* **ASSIGNMENT**: Where a line below holds the string "umbro", that line goes into the answer.

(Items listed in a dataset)
- - - - -

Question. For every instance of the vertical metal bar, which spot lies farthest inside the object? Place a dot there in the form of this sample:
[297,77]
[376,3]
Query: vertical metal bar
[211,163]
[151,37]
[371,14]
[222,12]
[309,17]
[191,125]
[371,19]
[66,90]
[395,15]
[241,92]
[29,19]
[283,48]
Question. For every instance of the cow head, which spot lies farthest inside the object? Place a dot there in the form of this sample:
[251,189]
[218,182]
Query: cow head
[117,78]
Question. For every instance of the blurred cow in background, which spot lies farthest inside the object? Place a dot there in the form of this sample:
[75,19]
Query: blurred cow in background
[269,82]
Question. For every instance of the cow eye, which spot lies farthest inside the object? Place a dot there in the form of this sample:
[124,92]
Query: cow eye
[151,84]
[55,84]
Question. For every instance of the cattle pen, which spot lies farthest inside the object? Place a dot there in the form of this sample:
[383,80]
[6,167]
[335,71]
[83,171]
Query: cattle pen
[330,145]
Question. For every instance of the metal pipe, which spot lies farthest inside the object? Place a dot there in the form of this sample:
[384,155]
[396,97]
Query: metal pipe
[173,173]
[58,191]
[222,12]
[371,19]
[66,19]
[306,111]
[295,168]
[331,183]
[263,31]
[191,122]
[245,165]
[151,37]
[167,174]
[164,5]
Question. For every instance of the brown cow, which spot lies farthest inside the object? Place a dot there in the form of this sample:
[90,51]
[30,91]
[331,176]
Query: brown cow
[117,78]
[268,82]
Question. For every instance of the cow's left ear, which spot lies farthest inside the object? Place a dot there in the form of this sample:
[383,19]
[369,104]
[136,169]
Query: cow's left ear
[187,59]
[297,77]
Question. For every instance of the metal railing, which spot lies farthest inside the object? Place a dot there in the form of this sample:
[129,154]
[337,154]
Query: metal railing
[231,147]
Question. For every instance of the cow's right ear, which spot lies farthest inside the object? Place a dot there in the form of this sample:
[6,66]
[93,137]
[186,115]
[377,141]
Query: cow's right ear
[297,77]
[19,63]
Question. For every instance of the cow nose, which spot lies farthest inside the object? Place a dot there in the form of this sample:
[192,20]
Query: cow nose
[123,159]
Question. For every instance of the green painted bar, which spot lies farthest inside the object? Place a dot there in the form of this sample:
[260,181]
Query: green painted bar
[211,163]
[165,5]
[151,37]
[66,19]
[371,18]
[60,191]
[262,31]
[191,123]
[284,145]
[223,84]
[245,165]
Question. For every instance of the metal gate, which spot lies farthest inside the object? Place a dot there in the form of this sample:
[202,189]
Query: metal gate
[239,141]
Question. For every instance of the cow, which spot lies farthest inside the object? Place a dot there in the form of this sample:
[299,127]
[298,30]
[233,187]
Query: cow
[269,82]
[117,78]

- - - - -

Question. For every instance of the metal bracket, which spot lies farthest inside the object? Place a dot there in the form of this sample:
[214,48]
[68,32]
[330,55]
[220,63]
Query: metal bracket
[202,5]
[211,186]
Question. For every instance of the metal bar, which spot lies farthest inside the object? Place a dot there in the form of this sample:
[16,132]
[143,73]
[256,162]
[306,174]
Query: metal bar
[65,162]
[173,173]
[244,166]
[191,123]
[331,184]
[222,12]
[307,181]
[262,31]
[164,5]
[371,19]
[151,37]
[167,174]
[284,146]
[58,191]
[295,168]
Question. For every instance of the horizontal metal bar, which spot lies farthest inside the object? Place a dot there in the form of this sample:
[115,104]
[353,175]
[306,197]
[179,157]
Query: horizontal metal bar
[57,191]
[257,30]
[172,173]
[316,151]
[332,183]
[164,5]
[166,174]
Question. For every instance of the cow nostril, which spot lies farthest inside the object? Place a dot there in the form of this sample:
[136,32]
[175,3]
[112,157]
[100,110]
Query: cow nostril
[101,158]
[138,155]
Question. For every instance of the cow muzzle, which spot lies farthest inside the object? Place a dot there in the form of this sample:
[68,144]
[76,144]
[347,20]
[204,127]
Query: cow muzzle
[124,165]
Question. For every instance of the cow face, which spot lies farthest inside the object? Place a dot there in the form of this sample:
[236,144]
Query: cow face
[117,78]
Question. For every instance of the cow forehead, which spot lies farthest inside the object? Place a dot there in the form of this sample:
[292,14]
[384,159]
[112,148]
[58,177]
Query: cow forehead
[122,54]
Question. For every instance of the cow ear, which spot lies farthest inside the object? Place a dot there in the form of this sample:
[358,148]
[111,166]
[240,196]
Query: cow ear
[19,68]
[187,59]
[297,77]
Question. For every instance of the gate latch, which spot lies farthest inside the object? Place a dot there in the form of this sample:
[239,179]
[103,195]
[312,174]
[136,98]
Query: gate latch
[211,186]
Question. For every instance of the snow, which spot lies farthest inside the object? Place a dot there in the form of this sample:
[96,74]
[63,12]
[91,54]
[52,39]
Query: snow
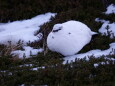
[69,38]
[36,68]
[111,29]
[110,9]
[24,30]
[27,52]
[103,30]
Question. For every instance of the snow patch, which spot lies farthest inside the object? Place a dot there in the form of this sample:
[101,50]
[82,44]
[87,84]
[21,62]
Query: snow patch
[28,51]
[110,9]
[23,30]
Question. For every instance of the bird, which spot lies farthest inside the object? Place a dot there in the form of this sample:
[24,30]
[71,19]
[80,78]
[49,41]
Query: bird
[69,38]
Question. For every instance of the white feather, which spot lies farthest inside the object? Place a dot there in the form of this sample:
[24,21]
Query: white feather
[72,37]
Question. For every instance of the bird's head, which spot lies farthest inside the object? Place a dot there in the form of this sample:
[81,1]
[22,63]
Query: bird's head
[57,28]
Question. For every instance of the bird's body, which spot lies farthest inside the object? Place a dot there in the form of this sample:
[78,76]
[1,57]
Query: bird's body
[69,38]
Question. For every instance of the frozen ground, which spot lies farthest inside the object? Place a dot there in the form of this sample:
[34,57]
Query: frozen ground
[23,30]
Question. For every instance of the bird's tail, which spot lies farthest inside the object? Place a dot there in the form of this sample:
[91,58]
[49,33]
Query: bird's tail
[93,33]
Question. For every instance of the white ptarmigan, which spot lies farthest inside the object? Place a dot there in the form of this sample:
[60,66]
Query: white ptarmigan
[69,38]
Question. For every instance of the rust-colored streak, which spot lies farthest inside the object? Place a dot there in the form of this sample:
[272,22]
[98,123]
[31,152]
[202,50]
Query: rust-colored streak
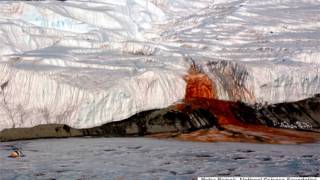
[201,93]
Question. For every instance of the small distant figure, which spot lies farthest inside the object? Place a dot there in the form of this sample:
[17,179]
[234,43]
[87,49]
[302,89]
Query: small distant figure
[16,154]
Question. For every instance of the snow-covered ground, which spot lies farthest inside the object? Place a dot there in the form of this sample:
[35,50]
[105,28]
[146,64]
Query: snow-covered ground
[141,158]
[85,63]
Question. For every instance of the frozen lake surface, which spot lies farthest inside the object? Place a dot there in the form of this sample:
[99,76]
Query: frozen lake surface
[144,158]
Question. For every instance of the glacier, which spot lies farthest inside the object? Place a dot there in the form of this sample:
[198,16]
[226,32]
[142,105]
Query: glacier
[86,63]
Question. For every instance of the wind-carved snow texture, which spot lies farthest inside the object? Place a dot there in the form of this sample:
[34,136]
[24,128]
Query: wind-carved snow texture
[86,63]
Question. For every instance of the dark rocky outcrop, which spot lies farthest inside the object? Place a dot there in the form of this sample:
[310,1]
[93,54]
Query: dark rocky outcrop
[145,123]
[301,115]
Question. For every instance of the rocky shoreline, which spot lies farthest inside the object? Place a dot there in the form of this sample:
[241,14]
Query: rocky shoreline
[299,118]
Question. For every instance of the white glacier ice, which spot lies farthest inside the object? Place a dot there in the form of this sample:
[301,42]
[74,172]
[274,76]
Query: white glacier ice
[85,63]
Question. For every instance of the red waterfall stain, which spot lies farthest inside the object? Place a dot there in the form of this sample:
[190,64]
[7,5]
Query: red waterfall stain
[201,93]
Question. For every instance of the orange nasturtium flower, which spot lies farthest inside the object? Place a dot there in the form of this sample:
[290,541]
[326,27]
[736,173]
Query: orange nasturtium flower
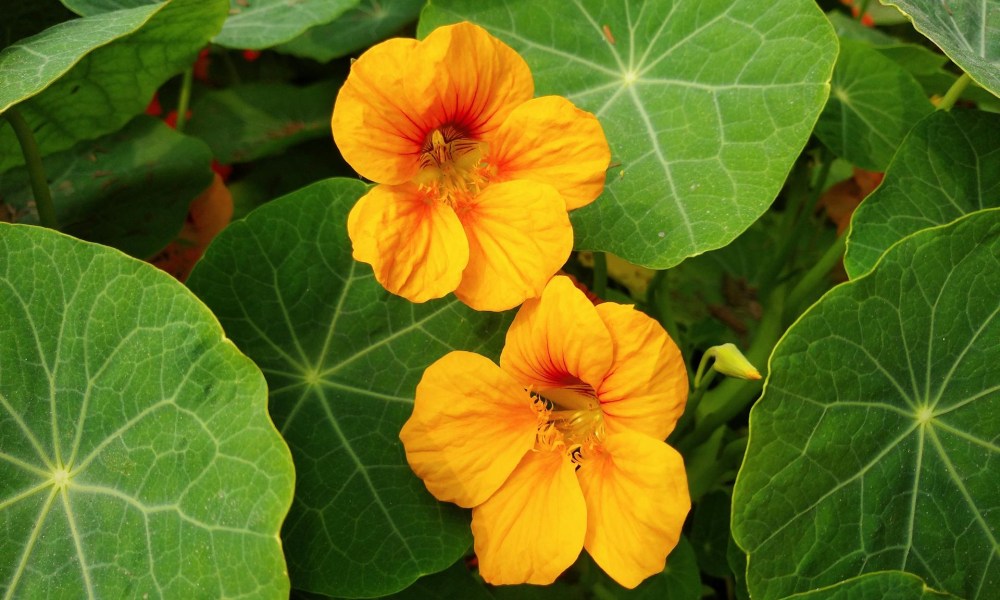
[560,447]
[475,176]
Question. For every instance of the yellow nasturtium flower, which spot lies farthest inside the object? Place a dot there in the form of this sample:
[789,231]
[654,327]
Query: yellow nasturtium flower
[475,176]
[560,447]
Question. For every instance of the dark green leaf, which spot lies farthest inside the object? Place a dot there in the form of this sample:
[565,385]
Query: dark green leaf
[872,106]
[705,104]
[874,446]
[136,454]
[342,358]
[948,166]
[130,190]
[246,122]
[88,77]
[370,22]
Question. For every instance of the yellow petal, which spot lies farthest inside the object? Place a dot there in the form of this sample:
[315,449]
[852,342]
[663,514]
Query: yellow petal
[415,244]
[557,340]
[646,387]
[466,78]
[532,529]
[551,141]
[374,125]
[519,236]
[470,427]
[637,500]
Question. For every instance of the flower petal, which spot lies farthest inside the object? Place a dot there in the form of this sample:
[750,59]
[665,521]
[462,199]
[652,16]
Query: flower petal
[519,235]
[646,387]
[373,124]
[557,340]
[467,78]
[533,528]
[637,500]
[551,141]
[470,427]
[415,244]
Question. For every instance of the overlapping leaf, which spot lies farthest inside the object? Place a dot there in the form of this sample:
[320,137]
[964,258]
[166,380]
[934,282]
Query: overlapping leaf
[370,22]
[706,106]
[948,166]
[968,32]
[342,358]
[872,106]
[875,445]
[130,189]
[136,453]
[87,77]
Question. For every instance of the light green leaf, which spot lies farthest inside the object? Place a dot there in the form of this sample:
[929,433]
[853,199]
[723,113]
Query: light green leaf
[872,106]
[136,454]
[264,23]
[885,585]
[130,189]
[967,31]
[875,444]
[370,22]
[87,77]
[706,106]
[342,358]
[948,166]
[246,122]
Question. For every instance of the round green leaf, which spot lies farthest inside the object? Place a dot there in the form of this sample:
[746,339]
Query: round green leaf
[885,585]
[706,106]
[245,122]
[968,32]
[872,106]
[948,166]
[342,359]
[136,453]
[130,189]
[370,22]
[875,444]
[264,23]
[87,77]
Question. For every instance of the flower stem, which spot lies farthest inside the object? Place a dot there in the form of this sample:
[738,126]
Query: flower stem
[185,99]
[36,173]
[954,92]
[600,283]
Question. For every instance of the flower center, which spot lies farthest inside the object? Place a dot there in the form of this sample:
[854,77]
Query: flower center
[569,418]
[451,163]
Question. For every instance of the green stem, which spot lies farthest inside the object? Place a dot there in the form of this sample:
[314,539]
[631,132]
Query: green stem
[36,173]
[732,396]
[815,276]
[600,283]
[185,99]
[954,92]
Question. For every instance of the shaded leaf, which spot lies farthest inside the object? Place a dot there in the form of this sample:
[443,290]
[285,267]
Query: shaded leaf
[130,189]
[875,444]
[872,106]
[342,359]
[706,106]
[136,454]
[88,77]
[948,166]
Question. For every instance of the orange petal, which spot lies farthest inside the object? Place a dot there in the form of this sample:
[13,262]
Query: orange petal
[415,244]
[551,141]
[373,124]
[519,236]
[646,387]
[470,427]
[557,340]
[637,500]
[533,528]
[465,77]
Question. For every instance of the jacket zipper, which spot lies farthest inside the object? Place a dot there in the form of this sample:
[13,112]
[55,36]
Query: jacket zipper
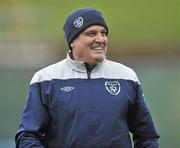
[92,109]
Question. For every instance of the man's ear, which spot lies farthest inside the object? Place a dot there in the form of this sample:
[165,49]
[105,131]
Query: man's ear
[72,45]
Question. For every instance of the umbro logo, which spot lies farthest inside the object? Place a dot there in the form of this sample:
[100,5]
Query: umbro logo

- - - - -

* **TASK OUTPUT**:
Question. For every instance of the umbro logo, which spot lies farthest inside the object? Place a dot there in the form of this sample:
Query: umbro logo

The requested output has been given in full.